◆ **Requirement**
Retype every one of the entries below character for character, keeping each line unchanged and in its original order.

* begin *

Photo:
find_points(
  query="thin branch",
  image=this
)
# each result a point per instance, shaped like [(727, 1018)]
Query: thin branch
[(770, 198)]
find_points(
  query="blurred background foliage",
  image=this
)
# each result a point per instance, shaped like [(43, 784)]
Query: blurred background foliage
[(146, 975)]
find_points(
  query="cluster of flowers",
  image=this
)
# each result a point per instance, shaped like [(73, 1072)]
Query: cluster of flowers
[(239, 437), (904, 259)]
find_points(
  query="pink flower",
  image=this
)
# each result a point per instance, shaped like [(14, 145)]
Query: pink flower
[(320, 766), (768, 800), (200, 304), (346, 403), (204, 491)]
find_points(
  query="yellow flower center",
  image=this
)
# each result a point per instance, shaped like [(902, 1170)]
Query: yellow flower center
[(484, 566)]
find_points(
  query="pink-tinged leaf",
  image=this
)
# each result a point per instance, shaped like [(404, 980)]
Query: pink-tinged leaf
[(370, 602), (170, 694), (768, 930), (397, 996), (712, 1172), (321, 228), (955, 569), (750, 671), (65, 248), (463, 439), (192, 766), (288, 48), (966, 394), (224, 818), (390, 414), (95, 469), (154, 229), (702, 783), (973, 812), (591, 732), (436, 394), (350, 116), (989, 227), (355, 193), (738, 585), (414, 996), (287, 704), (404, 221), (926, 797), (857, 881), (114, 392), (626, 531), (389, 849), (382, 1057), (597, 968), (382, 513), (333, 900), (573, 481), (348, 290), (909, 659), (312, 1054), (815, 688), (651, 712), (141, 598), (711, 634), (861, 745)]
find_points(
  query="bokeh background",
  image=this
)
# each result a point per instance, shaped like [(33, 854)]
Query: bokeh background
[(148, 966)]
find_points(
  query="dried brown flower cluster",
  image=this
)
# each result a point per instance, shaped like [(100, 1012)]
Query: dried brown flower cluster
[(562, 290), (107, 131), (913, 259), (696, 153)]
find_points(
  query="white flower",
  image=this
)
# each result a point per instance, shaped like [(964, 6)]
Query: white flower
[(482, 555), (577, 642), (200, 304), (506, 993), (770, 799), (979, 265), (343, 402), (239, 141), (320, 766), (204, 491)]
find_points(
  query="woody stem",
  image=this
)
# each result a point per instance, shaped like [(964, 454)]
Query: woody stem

* end *

◆ **Response for this exercise**
Photo:
find_points(
  query="thin branch",
  image=this
)
# each result a point per instance, shaped like [(727, 1018)]
Query: thin branch
[(770, 198)]
find_points(
  query="blurred background foliage",
  image=this
)
# each result a point per instance, shaped like [(43, 784)]
Query: blurred background foliage
[(146, 975)]
find_points(
  query="cluster of flowers",
  image=this
)
# each result a point per instance, shaped like [(73, 1072)]
Query: cluster of flowers
[(239, 437), (904, 259)]
find_points(
  query="pink flower",
  image=this
)
# each result a point per instance, shaped like [(14, 145)]
Query: pink flower
[(320, 766), (768, 800), (200, 304), (346, 403), (204, 491)]
find_points(
  query="yellow flower center",
  image=this
)
# each result a point per instance, shaped like [(902, 1170)]
Query: yellow flower center
[(484, 566)]
find_points(
  query="pink-tinged leaf",
  image=this
)
# each result a point per instance, shaped like [(404, 980)]
Query: pink-tinged leaf
[(370, 602), (170, 694), (768, 930), (397, 996), (712, 1172), (321, 228), (955, 569), (750, 671), (65, 248), (463, 439), (192, 766), (288, 48), (966, 394), (224, 818), (390, 414), (95, 469), (154, 229), (702, 783), (973, 812), (591, 732), (436, 394), (350, 116), (989, 227), (355, 193), (738, 585), (414, 996), (287, 704), (404, 221), (926, 797), (857, 881), (114, 392), (626, 531), (389, 849), (382, 1057), (597, 968), (382, 513), (333, 900), (573, 481), (348, 290), (909, 659), (312, 1054), (815, 688), (651, 712), (141, 598), (711, 634), (861, 745)]
find_points(
  query="bokeh background",
  image=this
)
# each result a point per instance, shaped like [(33, 854)]
Query: bokeh background
[(148, 966)]
find_points(
  query="dried brown flower cluster",
  image=this
)
# each result a point per instance, shaped like [(100, 1012)]
Query: dried brown flower cluster
[(562, 290), (107, 131), (913, 259), (696, 153)]
find_points(
  query="white flower",
  image=this
)
# each result a point per instance, shaped like [(964, 6)]
Query: white flower
[(482, 555), (577, 642), (200, 304), (506, 993), (770, 799), (979, 265), (343, 402), (239, 141), (320, 766), (204, 491)]
find_points(
  query="woody stem",
  image=this
)
# each result a point per instance, shaped like [(964, 454)]
Query: woody stem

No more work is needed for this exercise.